**What this task involves:** Edit the part of the listing that opens with the line containing "the distant hill?" and closes with the line containing "308 85 L 289": reproduce those lines with "separate parts" replaced by "disjoint parts", leaving everything else unchanged.

Contour labeling listing:

# # # #

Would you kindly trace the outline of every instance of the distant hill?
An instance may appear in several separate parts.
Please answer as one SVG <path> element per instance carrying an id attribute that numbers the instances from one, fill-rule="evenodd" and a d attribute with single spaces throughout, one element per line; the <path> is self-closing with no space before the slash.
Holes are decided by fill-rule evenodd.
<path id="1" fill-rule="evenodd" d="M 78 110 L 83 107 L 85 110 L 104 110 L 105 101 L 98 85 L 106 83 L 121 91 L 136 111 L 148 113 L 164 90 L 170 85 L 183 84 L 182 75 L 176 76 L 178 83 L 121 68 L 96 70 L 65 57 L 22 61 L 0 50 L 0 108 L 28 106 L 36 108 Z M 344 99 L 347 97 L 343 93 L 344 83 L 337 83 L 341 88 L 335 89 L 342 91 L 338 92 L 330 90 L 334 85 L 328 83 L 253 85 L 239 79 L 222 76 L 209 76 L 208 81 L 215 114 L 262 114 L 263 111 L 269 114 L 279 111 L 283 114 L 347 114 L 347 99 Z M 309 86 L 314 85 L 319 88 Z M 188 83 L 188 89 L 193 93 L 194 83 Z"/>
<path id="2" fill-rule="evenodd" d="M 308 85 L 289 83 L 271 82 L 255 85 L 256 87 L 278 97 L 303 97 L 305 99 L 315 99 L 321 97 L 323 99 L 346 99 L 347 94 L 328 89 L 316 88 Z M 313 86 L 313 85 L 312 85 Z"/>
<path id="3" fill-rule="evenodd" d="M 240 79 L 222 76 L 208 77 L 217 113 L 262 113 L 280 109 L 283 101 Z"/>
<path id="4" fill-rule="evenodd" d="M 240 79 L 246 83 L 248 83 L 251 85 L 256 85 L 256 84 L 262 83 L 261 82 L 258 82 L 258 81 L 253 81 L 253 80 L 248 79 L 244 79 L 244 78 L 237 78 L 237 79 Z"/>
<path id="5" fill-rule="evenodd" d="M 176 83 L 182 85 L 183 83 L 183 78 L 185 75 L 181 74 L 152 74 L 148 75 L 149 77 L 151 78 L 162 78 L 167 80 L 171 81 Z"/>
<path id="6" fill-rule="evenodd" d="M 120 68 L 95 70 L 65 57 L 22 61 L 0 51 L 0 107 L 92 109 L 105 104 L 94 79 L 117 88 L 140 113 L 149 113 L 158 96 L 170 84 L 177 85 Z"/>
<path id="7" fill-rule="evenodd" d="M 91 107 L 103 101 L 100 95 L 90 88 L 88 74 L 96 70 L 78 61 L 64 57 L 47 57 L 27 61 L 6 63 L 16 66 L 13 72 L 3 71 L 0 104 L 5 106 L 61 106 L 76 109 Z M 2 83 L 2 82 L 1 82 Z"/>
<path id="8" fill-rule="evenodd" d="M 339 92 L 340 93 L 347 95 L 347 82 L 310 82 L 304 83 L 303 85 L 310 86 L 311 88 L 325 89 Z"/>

# # # #

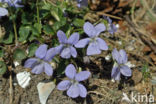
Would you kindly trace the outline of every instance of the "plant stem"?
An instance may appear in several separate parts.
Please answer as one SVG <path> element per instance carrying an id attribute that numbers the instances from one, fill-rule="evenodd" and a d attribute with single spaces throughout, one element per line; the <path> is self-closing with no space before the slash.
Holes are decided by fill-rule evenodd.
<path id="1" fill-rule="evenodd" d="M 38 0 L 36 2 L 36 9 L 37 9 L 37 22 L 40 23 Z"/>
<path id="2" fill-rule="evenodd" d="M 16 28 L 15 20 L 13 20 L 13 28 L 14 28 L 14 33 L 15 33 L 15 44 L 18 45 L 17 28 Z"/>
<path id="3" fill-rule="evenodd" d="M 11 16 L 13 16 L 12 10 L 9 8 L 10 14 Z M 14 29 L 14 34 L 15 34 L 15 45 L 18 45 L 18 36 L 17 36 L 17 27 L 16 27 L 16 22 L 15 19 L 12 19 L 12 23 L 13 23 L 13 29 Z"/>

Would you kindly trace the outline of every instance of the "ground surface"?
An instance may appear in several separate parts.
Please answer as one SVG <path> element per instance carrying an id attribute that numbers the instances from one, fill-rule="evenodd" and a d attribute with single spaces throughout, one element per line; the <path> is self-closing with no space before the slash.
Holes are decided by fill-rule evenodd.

# # # #

**Expected output:**
Would you kindly trace the outline of every instance of the distant hill?
An instance may appear in several disjoint parts.
Please answer as one SVG <path> element per instance carrying an id attribute that numbers the instances from one, fill-rule="evenodd" and a d attribute with single spaces throughout, one element per line; the <path> is self-closing with no space before the slash.
Holes are decided by fill-rule evenodd.
<path id="1" fill-rule="evenodd" d="M 78 110 L 83 107 L 85 110 L 104 110 L 105 101 L 98 85 L 106 83 L 121 91 L 136 111 L 148 113 L 164 90 L 170 85 L 183 84 L 182 75 L 176 76 L 178 83 L 121 68 L 96 70 L 65 57 L 22 61 L 0 50 L 0 108 L 28 106 L 36 108 Z M 344 99 L 347 97 L 343 93 L 344 83 L 337 83 L 341 88 L 335 89 L 342 91 L 338 92 L 330 90 L 334 85 L 328 83 L 253 85 L 239 79 L 222 76 L 209 76 L 208 81 L 215 114 L 262 114 L 263 111 L 269 114 L 279 111 L 283 114 L 347 114 L 347 99 Z M 309 86 L 314 85 L 319 88 Z M 188 83 L 188 89 L 193 93 L 194 83 Z"/>
<path id="2" fill-rule="evenodd" d="M 308 85 L 289 83 L 271 82 L 255 85 L 256 87 L 278 97 L 303 97 L 305 99 L 315 99 L 321 97 L 323 99 L 346 99 L 347 94 L 328 89 L 316 88 Z M 313 86 L 313 85 L 312 85 Z"/>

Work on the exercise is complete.